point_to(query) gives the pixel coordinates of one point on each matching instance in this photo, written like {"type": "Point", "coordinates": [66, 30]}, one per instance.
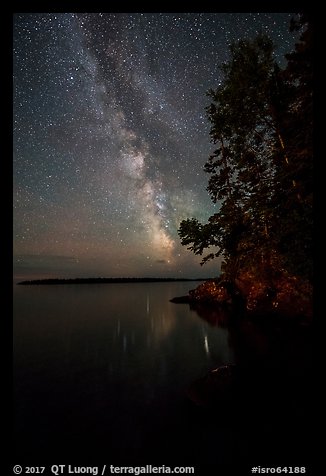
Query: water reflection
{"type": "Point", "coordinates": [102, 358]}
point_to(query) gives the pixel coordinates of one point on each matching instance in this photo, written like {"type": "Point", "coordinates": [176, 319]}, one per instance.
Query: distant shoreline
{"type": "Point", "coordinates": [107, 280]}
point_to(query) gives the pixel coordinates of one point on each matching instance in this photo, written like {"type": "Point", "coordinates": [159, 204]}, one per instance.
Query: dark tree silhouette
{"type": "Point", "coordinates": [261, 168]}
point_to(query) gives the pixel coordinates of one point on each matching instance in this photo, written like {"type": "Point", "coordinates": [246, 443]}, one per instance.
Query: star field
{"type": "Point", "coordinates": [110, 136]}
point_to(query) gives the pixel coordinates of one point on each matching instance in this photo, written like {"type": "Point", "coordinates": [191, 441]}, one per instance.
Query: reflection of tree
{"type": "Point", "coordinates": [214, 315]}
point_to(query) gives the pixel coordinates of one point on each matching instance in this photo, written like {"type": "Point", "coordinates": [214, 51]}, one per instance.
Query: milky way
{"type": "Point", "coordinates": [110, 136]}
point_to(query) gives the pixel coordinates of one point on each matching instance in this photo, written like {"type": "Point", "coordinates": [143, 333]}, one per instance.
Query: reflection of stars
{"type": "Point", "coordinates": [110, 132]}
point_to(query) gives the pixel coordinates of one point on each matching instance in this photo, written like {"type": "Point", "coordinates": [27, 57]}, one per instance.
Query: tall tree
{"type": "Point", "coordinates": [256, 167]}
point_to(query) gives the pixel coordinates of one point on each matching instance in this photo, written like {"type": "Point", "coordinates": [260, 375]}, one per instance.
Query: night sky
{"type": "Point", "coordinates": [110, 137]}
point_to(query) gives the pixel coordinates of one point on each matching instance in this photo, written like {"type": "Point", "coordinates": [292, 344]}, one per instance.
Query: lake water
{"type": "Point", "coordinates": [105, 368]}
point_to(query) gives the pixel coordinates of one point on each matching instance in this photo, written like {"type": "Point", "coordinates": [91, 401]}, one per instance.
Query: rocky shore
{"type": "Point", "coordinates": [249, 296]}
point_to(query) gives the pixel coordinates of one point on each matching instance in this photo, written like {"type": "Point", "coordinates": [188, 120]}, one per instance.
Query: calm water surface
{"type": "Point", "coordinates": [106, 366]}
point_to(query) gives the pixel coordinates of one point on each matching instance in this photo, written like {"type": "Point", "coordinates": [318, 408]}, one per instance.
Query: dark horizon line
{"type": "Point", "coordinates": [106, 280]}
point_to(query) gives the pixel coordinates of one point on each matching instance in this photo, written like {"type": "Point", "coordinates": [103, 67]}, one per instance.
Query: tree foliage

==

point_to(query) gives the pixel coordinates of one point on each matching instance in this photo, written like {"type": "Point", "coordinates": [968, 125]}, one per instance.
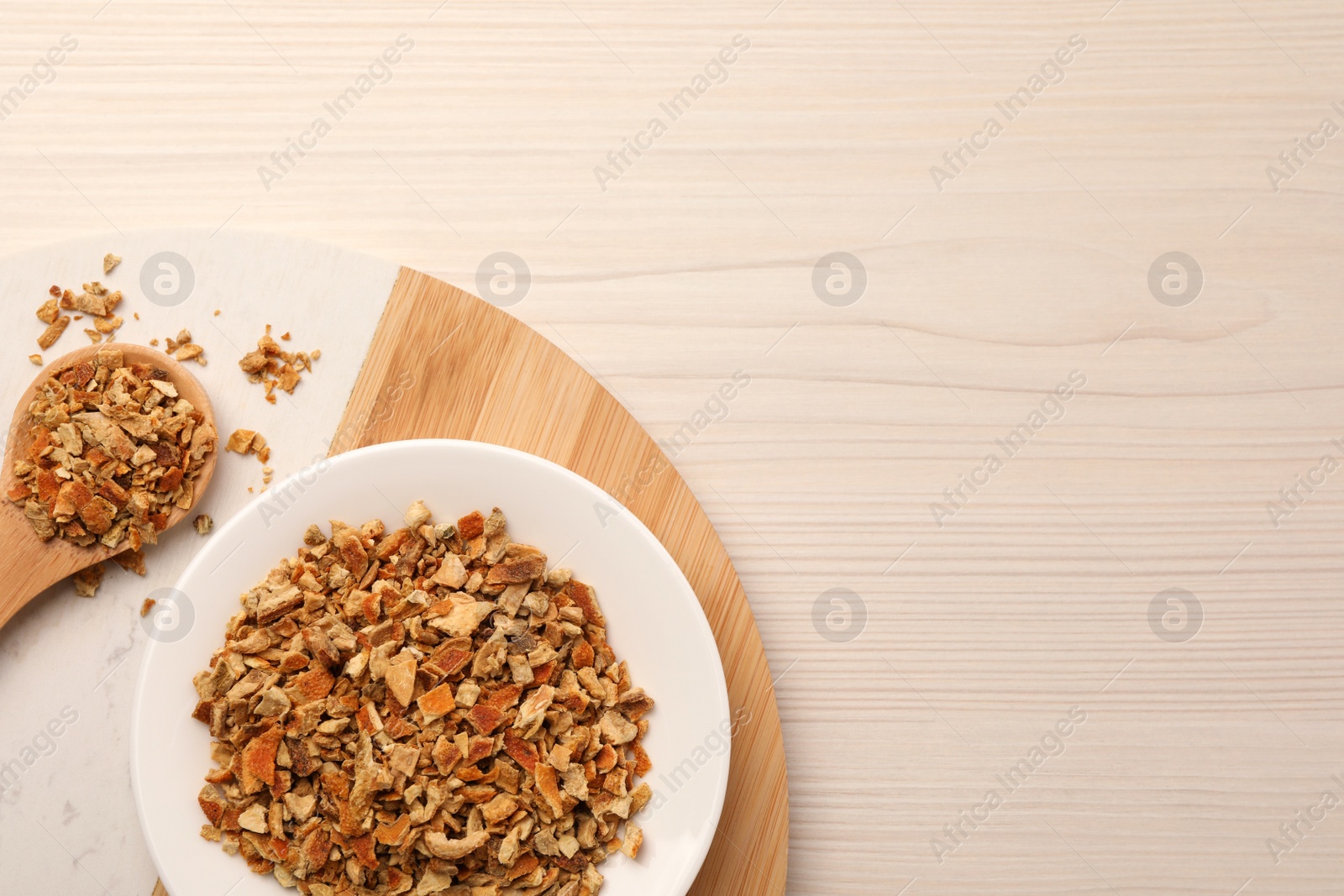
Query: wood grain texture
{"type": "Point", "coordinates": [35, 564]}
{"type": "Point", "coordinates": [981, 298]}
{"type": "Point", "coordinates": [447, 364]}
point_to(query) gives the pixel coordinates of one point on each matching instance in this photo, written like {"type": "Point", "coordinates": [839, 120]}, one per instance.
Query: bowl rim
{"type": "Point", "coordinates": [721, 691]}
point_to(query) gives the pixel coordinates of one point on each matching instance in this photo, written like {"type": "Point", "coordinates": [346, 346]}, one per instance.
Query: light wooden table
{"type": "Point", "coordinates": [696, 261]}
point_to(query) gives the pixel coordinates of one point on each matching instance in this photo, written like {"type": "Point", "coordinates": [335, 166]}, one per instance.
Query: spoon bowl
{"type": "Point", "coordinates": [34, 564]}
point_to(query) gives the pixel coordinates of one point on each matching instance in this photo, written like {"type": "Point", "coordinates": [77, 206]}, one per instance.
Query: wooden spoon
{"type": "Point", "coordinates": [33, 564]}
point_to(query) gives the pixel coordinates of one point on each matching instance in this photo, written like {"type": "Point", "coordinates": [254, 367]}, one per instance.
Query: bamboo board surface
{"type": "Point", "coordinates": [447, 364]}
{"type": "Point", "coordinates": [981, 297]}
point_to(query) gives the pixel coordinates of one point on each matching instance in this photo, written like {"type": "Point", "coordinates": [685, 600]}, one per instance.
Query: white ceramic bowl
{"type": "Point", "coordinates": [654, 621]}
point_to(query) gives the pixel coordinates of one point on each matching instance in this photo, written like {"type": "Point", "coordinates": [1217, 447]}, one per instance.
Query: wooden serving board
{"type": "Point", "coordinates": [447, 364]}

---

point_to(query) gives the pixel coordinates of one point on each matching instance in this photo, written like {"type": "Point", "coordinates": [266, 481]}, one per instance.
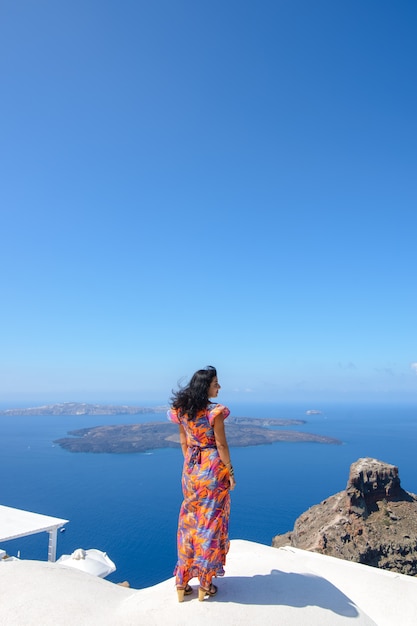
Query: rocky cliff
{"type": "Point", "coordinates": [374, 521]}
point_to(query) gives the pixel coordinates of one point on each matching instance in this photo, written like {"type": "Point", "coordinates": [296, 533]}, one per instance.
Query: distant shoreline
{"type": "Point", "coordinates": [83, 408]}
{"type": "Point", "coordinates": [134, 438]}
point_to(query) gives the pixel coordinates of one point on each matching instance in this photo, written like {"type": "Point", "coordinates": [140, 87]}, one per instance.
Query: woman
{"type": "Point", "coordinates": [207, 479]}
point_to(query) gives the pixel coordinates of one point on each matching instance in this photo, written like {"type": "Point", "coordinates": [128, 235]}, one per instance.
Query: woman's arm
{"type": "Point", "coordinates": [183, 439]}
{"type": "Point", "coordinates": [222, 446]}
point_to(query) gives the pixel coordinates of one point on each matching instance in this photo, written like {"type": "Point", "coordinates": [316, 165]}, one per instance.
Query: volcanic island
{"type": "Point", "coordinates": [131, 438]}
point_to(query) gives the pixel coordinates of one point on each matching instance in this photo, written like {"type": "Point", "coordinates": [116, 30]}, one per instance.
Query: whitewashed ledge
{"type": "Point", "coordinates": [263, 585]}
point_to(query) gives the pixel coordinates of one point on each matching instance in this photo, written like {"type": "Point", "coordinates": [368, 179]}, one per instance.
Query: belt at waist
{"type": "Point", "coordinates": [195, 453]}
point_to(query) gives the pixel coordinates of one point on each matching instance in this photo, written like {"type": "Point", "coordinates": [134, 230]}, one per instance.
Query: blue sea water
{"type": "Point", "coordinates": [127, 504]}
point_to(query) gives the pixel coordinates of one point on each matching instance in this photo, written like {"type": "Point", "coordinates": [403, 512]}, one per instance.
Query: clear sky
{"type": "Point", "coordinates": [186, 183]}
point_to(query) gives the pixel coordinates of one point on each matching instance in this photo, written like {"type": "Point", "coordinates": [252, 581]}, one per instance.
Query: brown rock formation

▸ **Prompt**: Find every line above that contains the word "reflection" and copy each one in full, treating uppercase and lowercase as different.

▸ **Exercise response**:
Query: water reflection
Query: reflection of tree
Query: reflection of stars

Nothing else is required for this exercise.